Your instructions ▸
Lay out every line of the records below as a Markdown table with the columns "Row" and "Line," numbering the rows and skipping blank lines. Leave the pictures out.

§

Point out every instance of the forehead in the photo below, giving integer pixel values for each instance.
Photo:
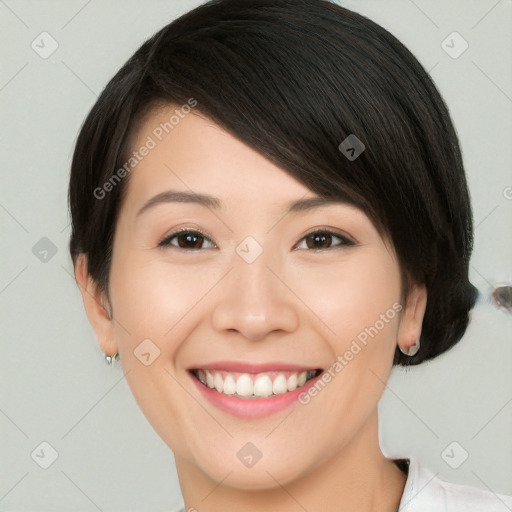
(196, 154)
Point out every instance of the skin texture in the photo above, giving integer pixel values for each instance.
(293, 303)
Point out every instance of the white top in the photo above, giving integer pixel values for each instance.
(425, 492)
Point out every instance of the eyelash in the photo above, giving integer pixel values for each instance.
(346, 242)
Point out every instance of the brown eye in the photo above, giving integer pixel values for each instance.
(324, 240)
(186, 239)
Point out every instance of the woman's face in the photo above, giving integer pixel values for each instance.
(290, 291)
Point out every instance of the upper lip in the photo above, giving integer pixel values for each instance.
(244, 367)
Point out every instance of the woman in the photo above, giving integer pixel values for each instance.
(269, 211)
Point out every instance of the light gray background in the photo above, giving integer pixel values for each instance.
(55, 386)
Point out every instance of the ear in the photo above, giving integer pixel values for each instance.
(411, 322)
(96, 306)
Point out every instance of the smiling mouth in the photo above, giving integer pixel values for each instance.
(247, 385)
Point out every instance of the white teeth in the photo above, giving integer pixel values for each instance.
(263, 386)
(247, 386)
(218, 382)
(229, 385)
(291, 383)
(279, 385)
(244, 385)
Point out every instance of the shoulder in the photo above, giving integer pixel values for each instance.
(424, 491)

§

Response to the exercise ▸
| Row | Line |
|---|---|
| 1 | Point out every instance of the forehead in the photo below, giving integer pixel values for each instance. |
| 2 | Photo: |
| 3 | (196, 154) |
| 4 | Point out every instance of the skin texture in the photo above, giving integer pixel values for each instance. |
| 5 | (293, 303) |
| 6 | Point out every instance of the white top in the photo above, giving integer pixel values for each instance. |
| 7 | (425, 492) |
| 8 | Point out every instance of the eyelash in the photo above, giving integer pixel values for each instance. |
| 9 | (346, 242) |
| 10 | Point out every instance of the brown eye in the photo above, giving integer pixel values for each instance. |
| 11 | (324, 240) |
| 12 | (186, 239) |
| 13 | Point out every instance of the woman's face in the photo above, giving integer pixel values for each instance. |
| 14 | (290, 291) |
| 15 | Point out every instance of the upper lip in the photo above, giving integer pixel values for each instance. |
| 16 | (244, 367) |
| 17 | Point out every instance of the woman in the photo above, giving integer pixel values for each instance. |
| 18 | (269, 211) |
| 19 | Point out every instance of the light gray background in the photo above, giving integer pixel values for each instance. |
| 20 | (55, 386) |
| 21 | Point out every instance of the ear in the photo above, giving integer pixel values for each instance. |
| 22 | (411, 322) |
| 23 | (96, 306) |
| 24 | Point out every instance of the smiling mouth in the photo above, giving integer pixel values for each instance. |
| 25 | (247, 385) |
| 26 | Point out every instance of the white teeth in the photo above, giving integer pixel values for each instance. |
| 27 | (263, 386) |
| 28 | (247, 386) |
| 29 | (218, 382) |
| 30 | (229, 385) |
| 31 | (291, 383) |
| 32 | (279, 385) |
| 33 | (244, 385) |
| 34 | Point out every instance of the shoulder in the photo above, giving integer pixel values for each instance. |
| 35 | (424, 491) |